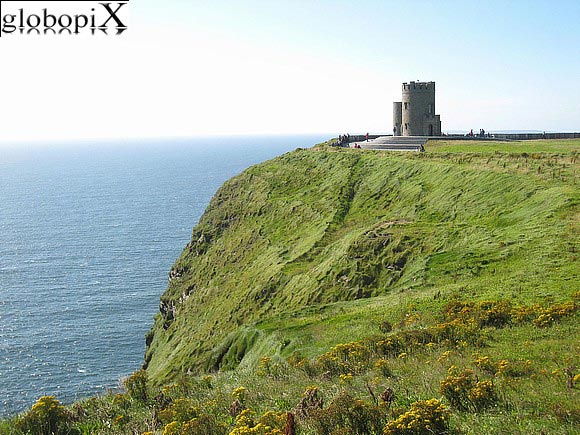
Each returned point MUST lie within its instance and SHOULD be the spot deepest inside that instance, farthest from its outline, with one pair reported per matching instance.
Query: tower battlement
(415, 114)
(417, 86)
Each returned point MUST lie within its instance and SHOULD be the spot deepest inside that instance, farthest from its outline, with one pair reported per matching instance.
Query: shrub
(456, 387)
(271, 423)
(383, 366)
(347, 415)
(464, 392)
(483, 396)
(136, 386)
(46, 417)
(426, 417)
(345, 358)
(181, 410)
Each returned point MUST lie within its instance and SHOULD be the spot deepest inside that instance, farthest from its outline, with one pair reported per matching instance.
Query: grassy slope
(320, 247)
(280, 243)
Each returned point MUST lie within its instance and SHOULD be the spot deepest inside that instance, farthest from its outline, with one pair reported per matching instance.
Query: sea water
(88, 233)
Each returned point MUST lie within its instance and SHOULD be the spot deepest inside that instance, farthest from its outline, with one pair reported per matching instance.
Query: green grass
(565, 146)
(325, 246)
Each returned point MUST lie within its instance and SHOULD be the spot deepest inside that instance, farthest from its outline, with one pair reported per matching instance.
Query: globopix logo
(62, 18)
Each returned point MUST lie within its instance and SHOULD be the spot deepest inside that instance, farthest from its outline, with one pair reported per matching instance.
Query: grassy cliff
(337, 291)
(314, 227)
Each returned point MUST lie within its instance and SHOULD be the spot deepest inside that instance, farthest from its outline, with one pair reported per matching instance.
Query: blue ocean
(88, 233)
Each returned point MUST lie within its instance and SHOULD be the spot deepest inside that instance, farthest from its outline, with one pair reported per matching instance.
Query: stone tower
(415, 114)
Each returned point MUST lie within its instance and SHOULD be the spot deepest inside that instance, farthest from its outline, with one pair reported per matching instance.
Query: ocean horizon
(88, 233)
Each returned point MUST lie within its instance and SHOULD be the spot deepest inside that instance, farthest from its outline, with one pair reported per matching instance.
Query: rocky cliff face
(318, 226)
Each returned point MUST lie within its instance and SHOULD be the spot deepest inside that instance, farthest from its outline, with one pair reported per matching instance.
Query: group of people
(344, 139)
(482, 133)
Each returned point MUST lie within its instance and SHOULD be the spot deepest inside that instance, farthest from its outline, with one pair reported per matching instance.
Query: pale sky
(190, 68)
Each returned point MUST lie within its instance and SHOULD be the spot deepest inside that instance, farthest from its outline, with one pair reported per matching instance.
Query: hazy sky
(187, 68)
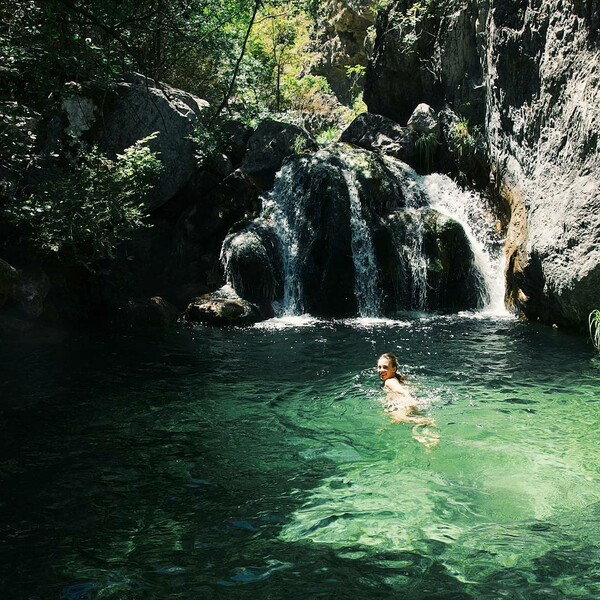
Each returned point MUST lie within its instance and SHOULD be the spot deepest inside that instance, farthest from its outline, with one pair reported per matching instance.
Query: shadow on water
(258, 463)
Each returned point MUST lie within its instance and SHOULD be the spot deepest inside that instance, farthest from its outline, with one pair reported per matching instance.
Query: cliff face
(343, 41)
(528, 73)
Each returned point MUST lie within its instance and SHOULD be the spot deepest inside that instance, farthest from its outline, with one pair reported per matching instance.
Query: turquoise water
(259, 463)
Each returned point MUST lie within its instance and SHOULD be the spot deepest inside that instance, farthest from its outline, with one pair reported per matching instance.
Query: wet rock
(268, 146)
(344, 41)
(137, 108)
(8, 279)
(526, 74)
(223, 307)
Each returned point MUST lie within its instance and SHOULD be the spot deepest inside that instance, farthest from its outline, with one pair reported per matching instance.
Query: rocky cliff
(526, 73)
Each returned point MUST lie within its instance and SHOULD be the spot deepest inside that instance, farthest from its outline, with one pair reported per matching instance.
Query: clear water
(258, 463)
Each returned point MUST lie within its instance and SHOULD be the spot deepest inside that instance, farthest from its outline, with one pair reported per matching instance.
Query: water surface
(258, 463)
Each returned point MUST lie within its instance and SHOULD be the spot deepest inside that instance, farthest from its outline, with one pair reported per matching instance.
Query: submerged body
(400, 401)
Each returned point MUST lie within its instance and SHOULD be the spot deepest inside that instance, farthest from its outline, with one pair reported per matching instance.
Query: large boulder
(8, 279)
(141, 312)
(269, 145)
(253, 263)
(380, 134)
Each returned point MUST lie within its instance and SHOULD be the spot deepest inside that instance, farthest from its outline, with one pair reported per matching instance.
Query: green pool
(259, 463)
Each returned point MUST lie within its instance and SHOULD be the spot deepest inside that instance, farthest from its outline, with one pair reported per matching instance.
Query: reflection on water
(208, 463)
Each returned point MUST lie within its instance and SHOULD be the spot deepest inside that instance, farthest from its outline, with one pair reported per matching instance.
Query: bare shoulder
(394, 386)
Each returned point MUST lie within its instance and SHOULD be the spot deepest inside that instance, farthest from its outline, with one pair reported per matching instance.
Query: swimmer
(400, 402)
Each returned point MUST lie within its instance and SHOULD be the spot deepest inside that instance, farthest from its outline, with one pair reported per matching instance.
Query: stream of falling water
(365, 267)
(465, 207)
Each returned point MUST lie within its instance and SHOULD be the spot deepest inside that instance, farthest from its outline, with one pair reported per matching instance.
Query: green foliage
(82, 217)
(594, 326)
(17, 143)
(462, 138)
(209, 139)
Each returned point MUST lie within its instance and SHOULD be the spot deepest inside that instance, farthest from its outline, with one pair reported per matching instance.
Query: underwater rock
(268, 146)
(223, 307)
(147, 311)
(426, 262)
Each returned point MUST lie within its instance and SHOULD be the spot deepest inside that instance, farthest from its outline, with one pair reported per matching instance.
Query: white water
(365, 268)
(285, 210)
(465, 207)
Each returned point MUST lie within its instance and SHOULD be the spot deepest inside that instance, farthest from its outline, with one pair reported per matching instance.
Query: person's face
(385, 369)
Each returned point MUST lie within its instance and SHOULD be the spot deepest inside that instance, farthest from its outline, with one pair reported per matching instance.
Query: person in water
+ + +
> Instructions for the task: Every entry must be written out exactly, with all pictures left out.

> Result of the task:
Each returned point MUST lie within its instance and SHOULD be the spot deepest inside that instance, farthest from its outline, with one pair reported per matching instance.
Query: tower battlement
(415, 114)
(417, 86)
Each returned point MUST lie within its instance and SHOULD be the spot deepest inside that instance, farthest from its outline, with one pair reported per matching instance.
Query: shrub
(456, 387)
(271, 423)
(383, 366)
(347, 415)
(464, 392)
(483, 396)
(136, 386)
(46, 417)
(426, 417)
(345, 358)
(181, 410)
Each returned point MUST lie within its instance and SHOULD be the spot deepest inside that instance, farthest from its outline, with one pair reported per matching instance.
Query: grassy slope
(320, 247)
(280, 243)
Each returned point MUST lie within its instance and SHOULD be the spot deepest inside that instance, farthest from its outline, with one pair reported per matching instance.
Query: sea water
(88, 233)
Each returned point MUST lie within its instance and SHOULD be the spot deepest inside that instance, farthest from its outline, with one pair reported per matching instance.
Query: green grass
(565, 146)
(325, 246)
Each returned point MUST lie within its instance and SHOULD be the spot deepest inside that instance, farthest from its outline, with one pair reported per matching instance.
Query: globopix logo
(62, 18)
Each returned point MUST lie within its instance and SHOULD be the spot deepest inside that instance, farthest from its outline, with one pair reported per matching instance.
Query: grassy cliff
(337, 291)
(314, 227)
Each returned point MUST lie within its instance and SHOULD be the spot deepest inside that instance, farthest from its outline, with one pair reported per matching instance.
Query: blue ocean
(88, 233)
Each returned point MUST lie within its instance and SHOULD be the spot deepest inside that instance, farthest from its outline, with one pair reported per matching instance.
Query: stone tower
(415, 114)
Each returned point MUST lie within its instance and SHOULD be the spot deepest inside that instance, farthest from its outline, with one pair reported per matching instance.
Query: ocean horizon
(88, 233)
Each returned point MUST lie within its instance and SHOULD be the spot deepest inside that instance, farthest from its outline, with one pair reported per matching instance.
Query: rocky cliff face
(318, 226)
Each returned point MUST lie within its instance and SHOULD be the spot deepest inside that instance, farthest from its outline, with one pair reported per matching instance.
Query: group of people
(344, 139)
(482, 133)
Each returned point MUST lie within its instance and SHOULD be the spot deepest inside that instance, farthest from its outline, with one pair reported per matching instance.
Query: pale sky
(190, 68)
Each returned point MUST lie within its instance and SHOULD be the spot deepest inside that instance, farthest from its outline, with one pair reported per matching instance.
Query: hazy sky
(187, 68)
Each returned point MUST lie within its instance and SHOULD be the spot deepest inside that instance, farthest from its outline, with one pair reported per matching instance.
Query: shadow on water
(258, 463)
Each returned point MUST lie within its instance and SHOULD be the spot deepest inside that instance, farthest from its outline, with one pair reported per matching instance.
Query: cliff face
(343, 41)
(528, 73)
Each returned point MUST lie within its instance and SHOULD be the spot deepest inside that instance, farthest from its outline, with one pair reported per matching instance.
Query: turquoise water
(259, 463)
Each returned point MUST lie within its instance and SHOULD be the spot deepest inside that instance, farthest from its outline, with one pair reported per matching instance.
Query: wet rock
(268, 146)
(344, 41)
(137, 108)
(8, 279)
(526, 74)
(223, 307)
Each returned point MUST lie within its instance and SHOULD be the spot deepest inside that instance, farthest from its outline, with one pair reported per matching instance.
Query: rocky cliff
(526, 73)
Each returned point MUST lie within its instance and SHOULD be the spot deepest inside that instance, farthest from its outline, with one pair reported per matching instance.
Query: clear water
(258, 463)
Each returned point MUST lie within its instance and SHOULD be the spot deepest inside that instance, farthest from its outline, with one pair reported per matching instance.
Query: water surface
(258, 463)
Each returned point MUST lie within its instance and SHOULD be the spot deepest inside that instance, farthest from its outline, with one pair reported per matching instance.
Query: submerged body
(400, 401)
Each returned point MUST lie within its instance and SHOULD be the spot deepest inside that instance, farthest from its outline, with one pair reported per matching instance.
Query: large boulder
(8, 279)
(141, 312)
(269, 145)
(253, 263)
(380, 134)
Each returned point MUST lie within its instance and SHOULD be the spot deepest inside that instance, farthest from its outline, with one pair reported per matching instance.
Query: green pool
(259, 463)
Each returned point MUST lie within its instance and SHOULD be the spot deepest inside that instance, farthest from its outline, with one pair reported per matching instance.
Query: reflection on water
(208, 463)
Each returned point MUST lie within its instance and SHOULD be the spot deepest inside that instance, farthest from its outline, with one pair reported per matching instance.
Query: bare shoulder
(394, 386)
Each returned point MUST lie within its instance and SHOULD be the spot deepest inside that instance, farthest from its outline, with one pair reported per matching instance.
Query: swimmer
(400, 402)
Each returned point MUST lie within its instance and SHOULD be the spot deepest inside that instance, farthest from its outline, with one pair reported per matching instance.
Query: stream of falling water
(365, 267)
(465, 207)
Each returned point MUST lie within its instance and SHOULD be the spot deepest inside that instance, farthest from its outline, with one pair reported per matching instance.
Query: green foliage
(82, 217)
(594, 326)
(17, 143)
(462, 138)
(209, 139)
Each returned point MUST lie within its instance and SHOULD be the spot deepest inside that instance, farthest from its outline, with one pair reported per matching instance.
Query: underwater rock
(268, 146)
(223, 307)
(147, 311)
(426, 262)
Each returned point MUST lie within its instance and SHOULD be the spot deepest inside that instance, farthest from its outline, with one pair reported per matching instance.
Query: white water
(365, 268)
(285, 210)
(465, 207)
Each returned point MUST lie within its instance and SHOULD be the spot deepest inside that instance, farthest from its outline, with one pair reported per matching instance.
Query: person's face
(385, 369)
Each returned point MUST lie within its instance and SHOULD be the spot deepest inside that instance, farthest from its outline, with one pair reported per matching instance.
Query: person in water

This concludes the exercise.